Given request ::
Output verbatim the portion of the St. John beaches text that begins with the words "Francis Bay Beach" and stops after the words "the Annaberg intersection.".

Provided passage ::
***

Favorite North Shore Beaches of St. John
This is a short list of only a few of the beautiful beaches on St. John. When you rent a car from Varlack ventures you have the freedom to explore St. John and all of the beautiful scenery. St. John is the most quiet of the three Virgin Islands, mostly because a large percent of the island is uninhabited and protected by the United States National Park. Please always pack out anything you bring to the beacheas.
Trunk Bay Beach
North Shore Rd., Rte. 20, about 2½ mi (4 km) east of Cruz Bay, Trunk Bay,
St. John, United States Virgin Islands
St. John's most-photographed beach is also the preferred spot for beginning snorkelers because of its underwater trail. (Cruise-ship passengers interested in snorkeling for a day flock here, so if you're looking for seclusion, arrive early or later in the day.) Crowded or not, this stunning beach is one of the island's most beautiful. There are changing rooms with showers, bathrooms, a snack bar, picnic tables, a gift shop, phones, lockers, and snorkeling-equipment rentals. The parking lot often overflows, but you can park along the road.
North Shore Rd., Rte. 20, about 2 mi (3 km) east of Cruz Bay,
Hawksnest Bay, St. John, United States Virgin Islands
Sea grape and waving palm trees line this narrow beach, and there are restrooms, cooking grills, and a covered shed for picnicking. A patchy reef just offshore means snorkeling is an easy swim away, but the best underwater views are reserved for ambitious snorkelers who head farther to the east along the bay's fringes. Watch out for boat traffic—a channel guides dinghies to the beach, but the occasional boater strays into the swim area. It's the closest drivable beach to Cruz Bay, so it's often crowded with locals and visitors.
Cinnamon Bay Beach
North Shore Rd., Rte. 20, about 4 mi (6 km) east of Cruz Bay,
Cinnamon Bay, St. John, United States Virgin Islands
Excellent snorkeling off the point to the right; look for the big angelfish and large schools of native fish. Afternoons on Cinnamon Bay can be windy—a boon for windsurfers but an annoyance for sunbathers—so arrive early to beat the gusts. The Cinnamon Bay hiking trail begins across the road from the beach parking lot; ruins mark the trailhead. There are actually two paths here: a level nature trail (signs along it identify the flora) that loops through the woods and passes an old Danish cemetery, and a steep trail that starts where the road bends past the ruins and heads straight up to Route 10.
Francis Bay Beach
North Shore Rd., Rte. 20, ¼ mi (½ km) from Annaberg intersection,
Francis Bay, St. John, United States Virgin Islands
Because there's little shade, this beach gets toasty warm in the afternoon when the sun comes around to the west, but the rest of the day it's a delightful stretch of white sand. The only facilities are a few picnic tables tucked among the trees and a portable restroom, but folks come here to watch the birds that live in the swampy area behind the beach. The park offers bird-watching hikes here on Sunday morning; sign up at the visitor center in Cruz Bay. To get here, turn left at the Annaberg intersection.

***

Given entries ::

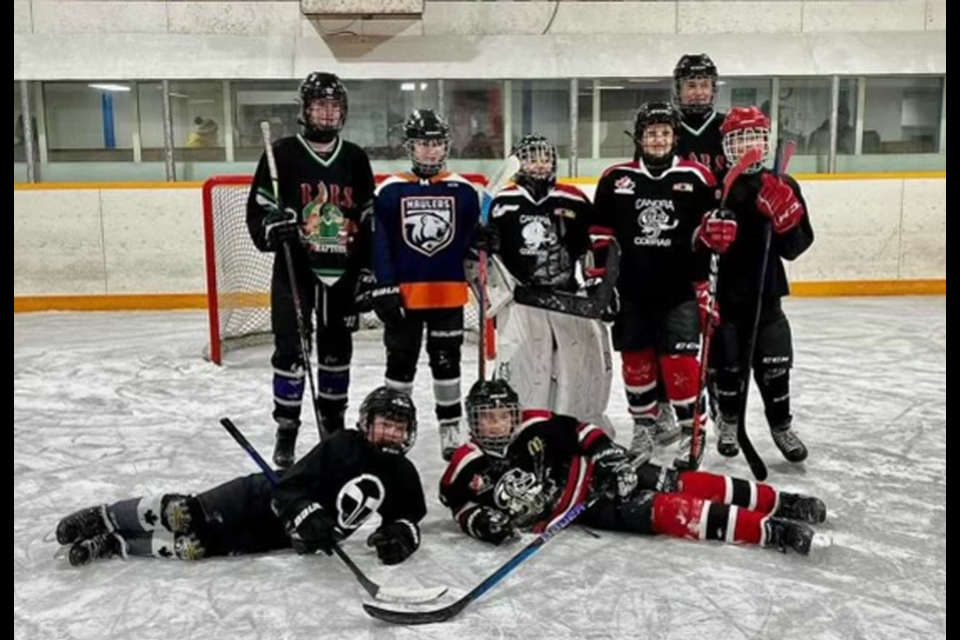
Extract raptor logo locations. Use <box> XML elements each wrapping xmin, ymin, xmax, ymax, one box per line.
<box><xmin>400</xmin><ymin>196</ymin><xmax>457</xmax><ymax>256</ymax></box>
<box><xmin>337</xmin><ymin>473</ymin><xmax>386</xmax><ymax>532</ymax></box>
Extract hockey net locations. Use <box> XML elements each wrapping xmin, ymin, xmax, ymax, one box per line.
<box><xmin>203</xmin><ymin>174</ymin><xmax>486</xmax><ymax>364</ymax></box>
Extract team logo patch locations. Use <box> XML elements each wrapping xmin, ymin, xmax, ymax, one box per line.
<box><xmin>337</xmin><ymin>473</ymin><xmax>386</xmax><ymax>532</ymax></box>
<box><xmin>400</xmin><ymin>196</ymin><xmax>457</xmax><ymax>256</ymax></box>
<box><xmin>613</xmin><ymin>176</ymin><xmax>637</xmax><ymax>196</ymax></box>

***

Exercise response ::
Francis Bay Beach
North Shore Rd., Rte. 20, ¼ mi (½ km) from Annaberg intersection,
Francis Bay, St. John, United States Virgin Islands
Because there's little shade, this beach gets toasty warm in the afternoon when the sun comes around to the west, but the rest of the day it's a delightful stretch of white sand. The only facilities are a few picnic tables tucked among the trees and a portable restroom, but folks come here to watch the birds that live in the swampy area behind the beach. The park offers bird-watching hikes here on Sunday morning; sign up at the visitor center in Cruz Bay. To get here, turn left at the Annaberg intersection.